[Task details] Give back the whole listing exactly as written, pictures excluded.

[Raw data]

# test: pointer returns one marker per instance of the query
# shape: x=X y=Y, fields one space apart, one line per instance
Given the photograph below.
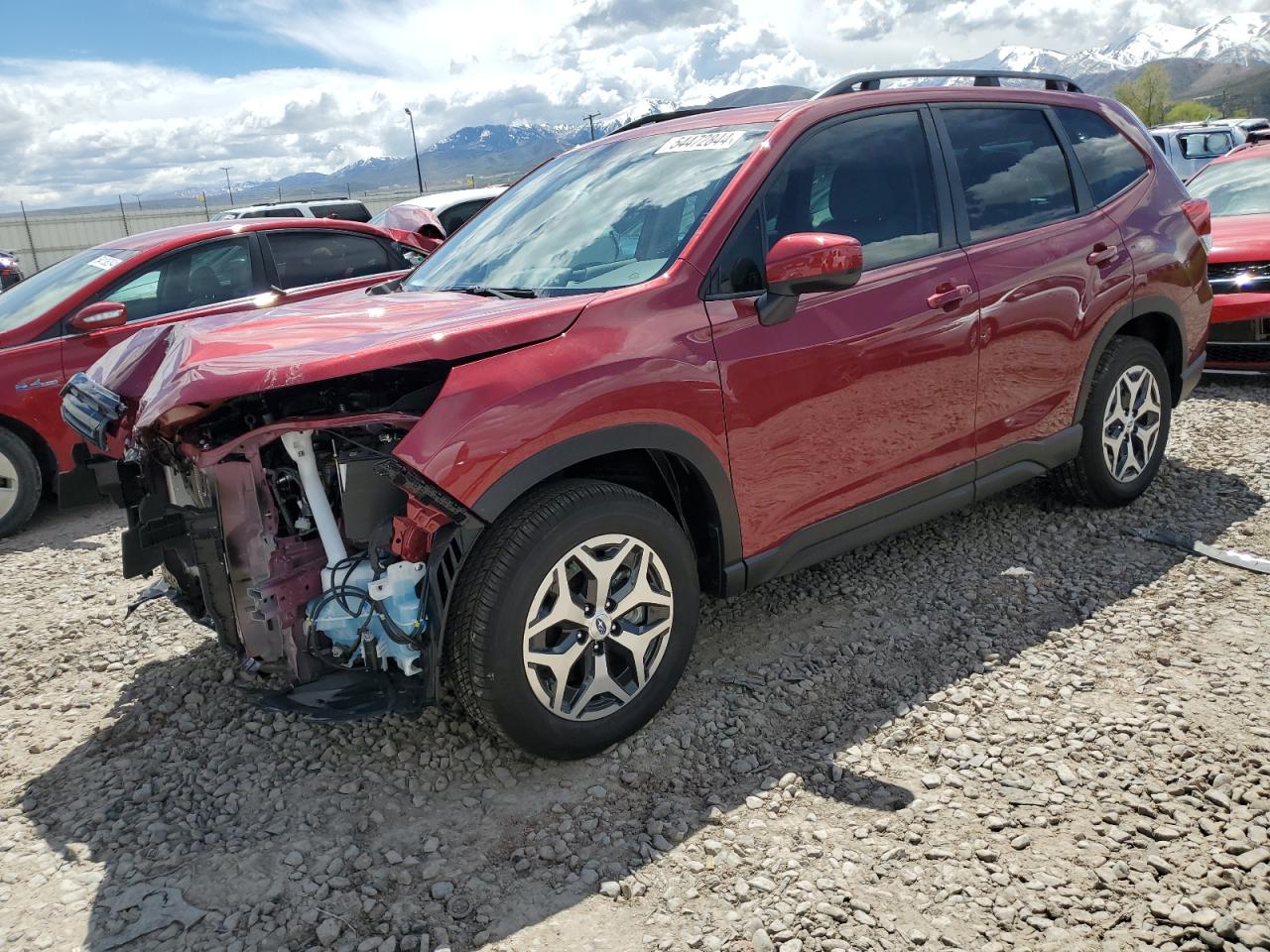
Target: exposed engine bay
x=307 y=544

[Output of the task]
# test: pointer returns one marker per instance of the query
# shape: x=X y=Y, fields one space apart, one line per instance
Given the photograph below.
Target: exposed engine bay
x=307 y=544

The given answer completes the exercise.